__EXERCISE PROMPT__.
Omit every image, and transcribe the remaining entries exactly as given.

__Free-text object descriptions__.
++++

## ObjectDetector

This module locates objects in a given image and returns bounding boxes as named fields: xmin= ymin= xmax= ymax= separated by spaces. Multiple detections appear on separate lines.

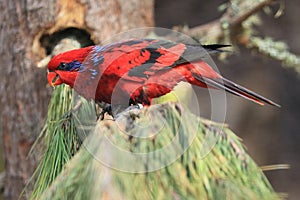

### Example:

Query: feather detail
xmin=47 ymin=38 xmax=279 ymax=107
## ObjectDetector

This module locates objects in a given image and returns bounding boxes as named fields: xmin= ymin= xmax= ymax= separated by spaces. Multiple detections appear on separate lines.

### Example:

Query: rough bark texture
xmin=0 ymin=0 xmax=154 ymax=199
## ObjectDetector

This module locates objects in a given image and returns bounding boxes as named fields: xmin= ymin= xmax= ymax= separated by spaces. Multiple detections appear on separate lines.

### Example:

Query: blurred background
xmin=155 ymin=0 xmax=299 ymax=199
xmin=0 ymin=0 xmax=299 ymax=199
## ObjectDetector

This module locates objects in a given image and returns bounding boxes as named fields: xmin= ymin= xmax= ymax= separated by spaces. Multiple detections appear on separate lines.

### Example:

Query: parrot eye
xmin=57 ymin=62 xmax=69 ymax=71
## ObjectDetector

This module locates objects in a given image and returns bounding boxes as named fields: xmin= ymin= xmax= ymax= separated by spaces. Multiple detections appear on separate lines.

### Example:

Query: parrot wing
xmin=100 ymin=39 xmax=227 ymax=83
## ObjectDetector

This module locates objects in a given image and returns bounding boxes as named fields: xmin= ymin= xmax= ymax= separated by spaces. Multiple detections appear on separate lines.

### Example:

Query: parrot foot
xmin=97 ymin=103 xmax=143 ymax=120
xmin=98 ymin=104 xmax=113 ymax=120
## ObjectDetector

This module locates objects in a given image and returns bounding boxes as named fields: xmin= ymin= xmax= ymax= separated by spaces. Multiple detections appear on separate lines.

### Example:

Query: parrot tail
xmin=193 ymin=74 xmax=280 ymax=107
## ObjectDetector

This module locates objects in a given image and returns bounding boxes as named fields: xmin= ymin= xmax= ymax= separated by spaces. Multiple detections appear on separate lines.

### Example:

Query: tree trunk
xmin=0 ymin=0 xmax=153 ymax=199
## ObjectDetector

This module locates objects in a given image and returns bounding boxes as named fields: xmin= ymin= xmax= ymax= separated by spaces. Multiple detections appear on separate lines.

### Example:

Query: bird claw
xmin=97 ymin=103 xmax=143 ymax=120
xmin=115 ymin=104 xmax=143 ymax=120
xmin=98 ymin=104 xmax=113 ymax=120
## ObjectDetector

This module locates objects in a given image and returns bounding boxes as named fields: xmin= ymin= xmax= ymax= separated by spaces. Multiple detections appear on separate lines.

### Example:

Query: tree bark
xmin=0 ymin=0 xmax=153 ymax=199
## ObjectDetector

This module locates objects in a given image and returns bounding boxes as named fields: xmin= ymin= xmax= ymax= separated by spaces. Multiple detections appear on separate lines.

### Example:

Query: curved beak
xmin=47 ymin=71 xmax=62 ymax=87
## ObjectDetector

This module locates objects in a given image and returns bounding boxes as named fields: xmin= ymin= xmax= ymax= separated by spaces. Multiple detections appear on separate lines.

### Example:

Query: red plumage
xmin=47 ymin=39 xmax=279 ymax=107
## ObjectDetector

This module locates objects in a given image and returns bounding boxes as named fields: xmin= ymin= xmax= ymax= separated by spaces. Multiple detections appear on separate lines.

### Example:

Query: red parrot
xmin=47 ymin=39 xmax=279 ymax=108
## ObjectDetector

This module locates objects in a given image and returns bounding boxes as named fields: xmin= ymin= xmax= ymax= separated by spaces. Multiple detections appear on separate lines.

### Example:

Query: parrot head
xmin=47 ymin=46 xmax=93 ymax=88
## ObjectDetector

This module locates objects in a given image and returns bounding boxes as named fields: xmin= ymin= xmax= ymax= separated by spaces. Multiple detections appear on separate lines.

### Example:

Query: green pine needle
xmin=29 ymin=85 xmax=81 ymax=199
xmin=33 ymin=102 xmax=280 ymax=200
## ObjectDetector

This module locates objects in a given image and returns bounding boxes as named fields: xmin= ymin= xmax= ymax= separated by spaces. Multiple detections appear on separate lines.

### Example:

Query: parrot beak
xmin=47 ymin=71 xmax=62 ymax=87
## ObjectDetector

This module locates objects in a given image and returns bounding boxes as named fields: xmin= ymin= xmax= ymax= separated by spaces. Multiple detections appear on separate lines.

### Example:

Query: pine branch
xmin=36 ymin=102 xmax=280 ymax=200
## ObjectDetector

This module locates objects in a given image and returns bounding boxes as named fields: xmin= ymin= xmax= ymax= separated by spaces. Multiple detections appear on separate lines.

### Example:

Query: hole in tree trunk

++++

__RESULT__.
## ObjectDetector

This module locates objects in a given image and returns bounding boxes as named fields: xmin= ymin= xmax= ymax= separated by spaces. Multiple detections appear on separate lines.


### Example:

Query: feather detail
xmin=47 ymin=38 xmax=279 ymax=107
## ObjectDetector

This module locates objects in a given image and returns bounding boxes as named fields: xmin= ymin= xmax= ymax= separated by spaces. Multiple detections appear on separate lines.

### Example:

Query: rough bark texture
xmin=0 ymin=0 xmax=154 ymax=199
## ObjectDetector

This module locates objects in a given image and returns bounding boxes as named fields: xmin= ymin= xmax= ymax= separated by spaces. Multiple detections appear on separate lines.

### Example:

Query: blurred background
xmin=155 ymin=0 xmax=299 ymax=199
xmin=0 ymin=0 xmax=299 ymax=199
## ObjectDetector

This module locates objects in a given image and returns bounding boxes as named fields: xmin= ymin= xmax= ymax= separated by spaces. Multiple detections appear on separate lines.

### Example:

Query: parrot eye
xmin=57 ymin=62 xmax=69 ymax=71
## ObjectDetector

This module locates objects in a given image and returns bounding boxes as named fields: xmin= ymin= xmax= ymax= separated by spaces. Multiple detections appear on separate lines.

### Example:

Query: parrot wing
xmin=100 ymin=39 xmax=227 ymax=83
## ObjectDetector

This module locates objects in a given image and returns bounding boxes as named fields: xmin= ymin= xmax= ymax= separated by spaces. Multiple detections appear on separate lines.

### Example:

Query: parrot foot
xmin=97 ymin=103 xmax=143 ymax=120
xmin=98 ymin=104 xmax=113 ymax=120
## ObjectDetector

This module locates objects in a given image and returns bounding boxes as named fields: xmin= ymin= xmax= ymax= separated by spaces. Multiple detections appear on separate lines.

### Example:

Query: parrot tail
xmin=193 ymin=74 xmax=280 ymax=107
## ObjectDetector

This module locates objects in a given image and returns bounding boxes as named fields: xmin= ymin= xmax= ymax= separated by spaces. Multiple detections appear on separate lines.

### Example:

Query: tree trunk
xmin=0 ymin=0 xmax=153 ymax=199
## ObjectDetector

This module locates objects in a given image and returns bounding boxes as named fields: xmin= ymin= xmax= ymax= separated by spaces. Multiple detections appear on separate lines.

### Example:

Query: bird claw
xmin=97 ymin=103 xmax=143 ymax=120
xmin=115 ymin=104 xmax=143 ymax=120
xmin=98 ymin=104 xmax=113 ymax=120
## ObjectDetector

This module locates objects in a given image and returns bounding boxes as named fields: xmin= ymin= xmax= ymax= separated by spaces. Multiple detections appear on separate lines.

### Example:

Query: tree bark
xmin=0 ymin=0 xmax=153 ymax=199
## ObjectDetector

This module locates objects in a given image and returns bounding boxes as named fields: xmin= ymin= xmax= ymax= separated by spaces. Multiple detections appear on separate lines.

### Example:

Query: curved beak
xmin=47 ymin=71 xmax=62 ymax=87
## ObjectDetector

This module locates objects in a given image and returns bounding boxes as named fields: xmin= ymin= xmax= ymax= separated by spaces. Multiple detections appear on separate lines.

### Example:

Query: red plumage
xmin=47 ymin=39 xmax=279 ymax=107
## ObjectDetector

This module locates objects in a given image and returns bounding boxes as named fields: xmin= ymin= xmax= ymax= separated by spaces. Multiple detections appear on separate lines.

### Example:

Query: red parrot
xmin=47 ymin=39 xmax=279 ymax=108
## ObjectDetector

This module locates objects in a given image and returns bounding boxes as named fields: xmin= ymin= xmax= ymax= separated by spaces. Multiple detections appear on separate lines.

### Example:

Query: parrot head
xmin=47 ymin=46 xmax=93 ymax=88
## ObjectDetector

This module locates objects in a given image and returns bounding boxes as named fields: xmin= ymin= xmax= ymax= separated by spaces. Multiple detections appear on separate lines.

### Example:

Query: green pine needle
xmin=29 ymin=85 xmax=81 ymax=199
xmin=33 ymin=102 xmax=280 ymax=200
## ObjectDetector

This module locates objects in a given image and returns bounding boxes as named fields: xmin= ymin= xmax= ymax= separated by spaces. Multiple detections appear on separate lines.

### Example:

Query: parrot beak
xmin=47 ymin=71 xmax=62 ymax=87
## ObjectDetector

This module locates objects in a given image and returns bounding boxes as named fields: xmin= ymin= xmax= ymax= separated by spaces. Multiple detections appear on separate lines.

### Example:

Query: pine branch
xmin=36 ymin=102 xmax=280 ymax=200
## ObjectDetector

This module locates objects in a given image and returns bounding boxes as named fields: xmin= ymin= xmax= ymax= separated by spaces. Multiple detections appear on separate lines.

### Example:

Query: hole in tree trunk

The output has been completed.